SHORT PROBLEM 1 =
Decide whether each statement below agrees with the forum thread on Se and Ne, answering yes or no and quoting the deciding words of the thread: (a) Xcopy says the signature is a quote from a favorite YouTuber; (b) Pastelle's post is dated Dec 10, 2016; (c) Azure the Dreamer describes their brother as an Ni dom.
SHORT PROBLEM 2 =
Carry on the forum thread on Se and Ne from the point where it stops, writing the reply that follows the last quoted post.

TEXT PROVIDED =
※ ※ ※

Because its Ni. Haha


----------



## Pastelle (Dec 12, 2016)

ferroequinologist said:


> Think of that TV show Junkyard Wars, where people had to take stuff from a junkyard and make something. That is very much an Se activity that provides a sense of something more than just the doing.


This is one of more prominent things that confuse me and keep me from committing to a type. Many describe Se as nothing more than responding with action and cannot discern potential from the environment. What you are describing (makeshift creations) is often associated with Ne, seeing and utilizing "possibilities". From my understanding, isn't Ne nothing more than conceptual associations with the object? What I trying to say, is the aforementioned example of creativity showcasing Ne, Se, or not of functions?


----------



## Xcopy (Dec 10, 2016)

Azure the Dreamer said:


> Yeah my brother is a most definitely a Se dom as well. Hehe I worry about things later and they remind me of the present and near future is just as important.
> I'm not as good as focusing on the present as I would like to be with things. But S Dom family and friends do have my best interest at heart when giving advice even if I don't like to hear it sometimes. Listening to them has helped me out a lot.
> I definitely need the reminders.
> 
> ...


Indeed, it is helpful for me, in turn, to benefit from my more Ni using associates. It really keeps me out of trouble. 


Thanks, but I cannot take credit for my signature. It is a quote from my favorite Youtuber. Roger Van Der Weide.


----------



## ferroequinologist (Jul 27, 2012)

Pastelle said:


> This is one of more prominent things that confuse me and keep me from committing to a type. Many describe Se as nothing more than responding with action and cannot discern potential from the environment. What you are describing (makeshift creations) is often associated with Ne, seeing and utilizing "possibilities". From my understanding, isn't Ne nothing more than conceptual associations with the object? What I trying to say, is the aforementioned example of creativity showcasing Ne, Se, or not of functions?

※ ※ ※

RECORDS SHOWN =
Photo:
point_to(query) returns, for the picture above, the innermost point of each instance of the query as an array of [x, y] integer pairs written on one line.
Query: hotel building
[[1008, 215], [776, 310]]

※ ※ ※

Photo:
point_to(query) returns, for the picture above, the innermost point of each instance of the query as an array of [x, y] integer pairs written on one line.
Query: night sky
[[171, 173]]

※ ※ ※

TASK RESULT 1 =
(a) Yes: "It is a quote from my favorite Youtuber."
(b) No: "## Pastelle (Dec 12, 2016)"
(c) No: "my brother is a most definitely a Se dom as well."

TASK RESULT 2 =
Think of Ne asking the question "What could I do?" While Se asks "What can I do?" One sees beyond the moment, the physical reality, and into the conceptual. the other sees the potential that is right in front of it. Taking junk, and turning it into something is Se, seeing the junk, and imagining something totally other (I'm not Ne, so I would have to guess), like maybe maybe a city of creatures made of junk, living in the junkyard, with a whole, hidden life... (lame, yes, I know) would be more Ne. Science fiction vs. fantasy. So, Se takes what's there, and makes something of it, but Ne takes what isn't there, but only suggested--concepts of their own making--and goes with that instead. Se feels more comfortable with the prior, and Ne with the latter (though both may take advantage of either, depending on circumstances, imagination, etc.)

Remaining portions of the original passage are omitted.